§ Entries from a pointing dataset
---+---

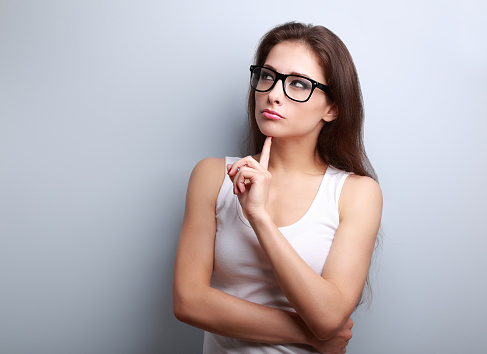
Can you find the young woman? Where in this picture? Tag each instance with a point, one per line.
(275, 248)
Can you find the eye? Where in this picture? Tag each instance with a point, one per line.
(267, 75)
(299, 83)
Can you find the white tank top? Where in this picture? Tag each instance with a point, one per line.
(242, 269)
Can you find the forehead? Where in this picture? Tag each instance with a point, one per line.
(294, 57)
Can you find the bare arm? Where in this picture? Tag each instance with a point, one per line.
(324, 302)
(194, 301)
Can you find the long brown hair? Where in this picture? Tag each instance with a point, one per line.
(340, 142)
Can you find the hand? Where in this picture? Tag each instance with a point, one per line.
(251, 181)
(338, 343)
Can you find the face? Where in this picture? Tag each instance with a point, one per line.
(279, 116)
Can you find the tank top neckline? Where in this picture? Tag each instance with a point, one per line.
(325, 177)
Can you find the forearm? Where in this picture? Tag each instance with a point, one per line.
(215, 311)
(318, 302)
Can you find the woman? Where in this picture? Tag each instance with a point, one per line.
(250, 267)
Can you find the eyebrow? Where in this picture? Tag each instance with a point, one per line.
(292, 73)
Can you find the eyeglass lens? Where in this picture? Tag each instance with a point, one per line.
(295, 87)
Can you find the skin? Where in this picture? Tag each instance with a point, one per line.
(275, 188)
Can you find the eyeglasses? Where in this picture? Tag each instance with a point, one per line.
(296, 87)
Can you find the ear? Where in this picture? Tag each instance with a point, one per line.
(331, 113)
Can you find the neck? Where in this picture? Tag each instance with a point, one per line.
(295, 156)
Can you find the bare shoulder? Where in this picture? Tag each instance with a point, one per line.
(360, 194)
(207, 177)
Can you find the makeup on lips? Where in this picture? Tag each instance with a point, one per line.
(271, 114)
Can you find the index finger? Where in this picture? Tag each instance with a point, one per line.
(266, 151)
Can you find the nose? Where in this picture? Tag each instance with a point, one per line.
(276, 95)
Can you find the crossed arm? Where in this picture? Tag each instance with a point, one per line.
(323, 303)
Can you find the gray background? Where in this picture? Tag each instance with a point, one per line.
(106, 106)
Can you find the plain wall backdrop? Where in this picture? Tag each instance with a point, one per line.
(106, 106)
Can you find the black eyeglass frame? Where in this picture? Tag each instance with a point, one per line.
(283, 77)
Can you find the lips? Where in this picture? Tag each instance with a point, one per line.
(271, 114)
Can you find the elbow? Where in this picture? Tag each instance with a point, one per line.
(181, 306)
(328, 326)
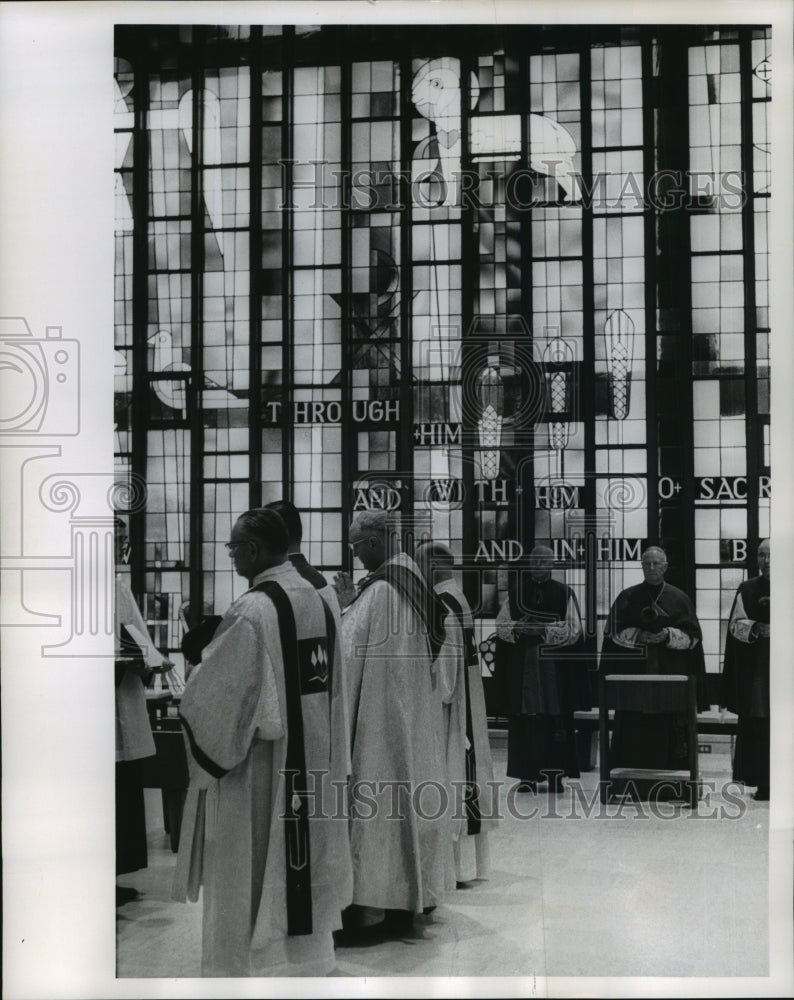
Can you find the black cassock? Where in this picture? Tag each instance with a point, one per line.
(746, 687)
(540, 686)
(652, 740)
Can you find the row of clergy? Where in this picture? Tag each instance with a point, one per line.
(307, 693)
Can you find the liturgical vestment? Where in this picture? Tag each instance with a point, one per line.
(464, 726)
(398, 836)
(262, 831)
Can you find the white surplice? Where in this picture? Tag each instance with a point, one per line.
(233, 838)
(399, 834)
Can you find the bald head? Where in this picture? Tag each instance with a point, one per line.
(373, 538)
(654, 565)
(764, 558)
(435, 560)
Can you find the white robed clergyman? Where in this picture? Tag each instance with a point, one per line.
(464, 723)
(262, 710)
(398, 842)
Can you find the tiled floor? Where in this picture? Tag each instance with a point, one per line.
(621, 892)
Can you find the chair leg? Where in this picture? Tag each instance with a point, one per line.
(603, 738)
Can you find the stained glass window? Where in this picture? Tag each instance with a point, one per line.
(446, 276)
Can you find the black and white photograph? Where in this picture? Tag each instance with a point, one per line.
(388, 391)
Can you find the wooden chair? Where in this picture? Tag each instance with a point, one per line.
(649, 693)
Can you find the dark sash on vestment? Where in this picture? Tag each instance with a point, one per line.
(308, 669)
(471, 797)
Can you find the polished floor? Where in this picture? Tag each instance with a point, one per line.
(625, 891)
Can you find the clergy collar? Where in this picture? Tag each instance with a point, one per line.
(272, 573)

---+---

§ Directions
Every record above must be given again exactly; drop the pictures.

§ Written response
Can you find the young woman? Where in this picture? Tag each instance with a point, one per line.
(275, 248)
Can you find the eye? Where in this picture? Tag each instance with a point, one per line.
(267, 75)
(299, 83)
Can you find the white tank top? Where in this picture? Tag each instance with a point, one per line.
(242, 269)
Can you find the forehead? Where in this picture? Tag each instance with a point, one per line.
(294, 57)
Can you find the bare arm? Where in this picture? Tag each instance with a point, one per line.
(324, 302)
(194, 301)
Can you find the long brown hair? Where in this picture? Tag each instance with a point, one per line.
(340, 142)
Can you find the hand? Where in this picture? Tag each instance with a point, one per line.
(251, 181)
(338, 343)
Can you find the face? Where in this picture? Tag each instance with a point, one per line.
(279, 116)
Can you find the tank top neckline? Where in this picture? Tag each instance with a point, one per line.
(325, 177)
Can you find the forearm? Where in this picture? Tag each instance with a point, one per line.
(215, 311)
(318, 302)
Can you find the woman? Where in this picture? Tag each instance with a point, one per line.
(250, 267)
Can you find the eyebrow? Where in this picture? Tag each instance with a point, one per line.
(292, 73)
Can you find the eyeglass lens? Where in this picture? Tag each instance with a point, one per line.
(295, 87)
Can you find the skin? Where in this picture? Tag each instance with a point, one per line.
(275, 188)
Can you find the eyeglasses? Where in this picture? Tag each instance with a point, one per line.
(296, 87)
Can you find the ear? Where in this picture? Tag each instance with a point, one per line.
(331, 113)
Can you find the neck? Where in this picture? Tag each instance with a point, one per line.
(295, 156)
Can you find the bare shoulder? Where in this picture? Tag each instance with a point, one per line.
(360, 194)
(207, 177)
Can you find the makeup on lips? Where in this picture? Tag each instance with a point, one per line.
(271, 114)
Can you find the index finger? Where in this picture? Tag each instance with a point, one per line.
(266, 151)
Can you find the nose? Where in this picture? Tag each instance with a point, one per line.
(276, 95)
Can you find the crossed arm? Where in this picture? Tag each instance with a point, one per line.
(323, 303)
Can you find the gray background? Where in this picture? Tag each instance with a point, one per line.
(106, 106)
Can you find the plain wall backdrop? Where in this picture? Tag each instance with a point, one per line.
(106, 106)
Can you find the black eyeglass frame? Where in this picture? Tag each instance with a point, one per line.
(283, 77)
Can you find the lips? Where in this picture? Tag each instance with a point, one per line.
(271, 114)
Can you find the elbow? Where in this picture? Tag each instance with a point, one per line.
(181, 306)
(328, 326)
Can you find the black cassock? Where in this picture? Tag each instance with a point, one per line.
(746, 687)
(540, 686)
(652, 740)
Can you find the row of clergy? Where in this picture? Tag each instance with a point, one per line.
(307, 693)
Can you find the liturgical vestment? Where in this picture? Tag each instance with a point, one per line.
(464, 726)
(398, 836)
(262, 831)
Can you find the white surplice? Where in this picture? Tag each instance with a point, one per line.
(233, 838)
(399, 834)
Can you find the bald head? Where in this picture? Tag each instance with a point, one per line.
(373, 538)
(654, 565)
(764, 558)
(435, 560)
Can you find the white robed clergyman? Where in this picture? Tag each instance with a point, one per line.
(464, 723)
(262, 710)
(398, 842)
Can you find the tiled floor? Where in this picture? Tag each instance with a point, one per line.
(621, 892)
Can you find the chair leg? Where in this picture? Tag each instance with a point, one per line.
(603, 738)
Can you find the stained glass window? Where in this picture? Tag each instance with a point, one per line.
(446, 276)
Can you find the black and white photograph? Where in this picture? Tag each instance with a point, one per line.
(388, 391)
Can you find the wooden chair? Where in this picture? Tag each instance with a point, one per line.
(649, 693)
Can you find the dark sash on vestment? Where in this picture? Tag each instance with a point, one per line.
(308, 669)
(471, 797)
Can you find the polished floor? Where in this picture? Tag each instance with a point, one per line.
(625, 891)
Can you find the clergy collar? Where in this picture? Tag each instance with a point, one per line.
(272, 573)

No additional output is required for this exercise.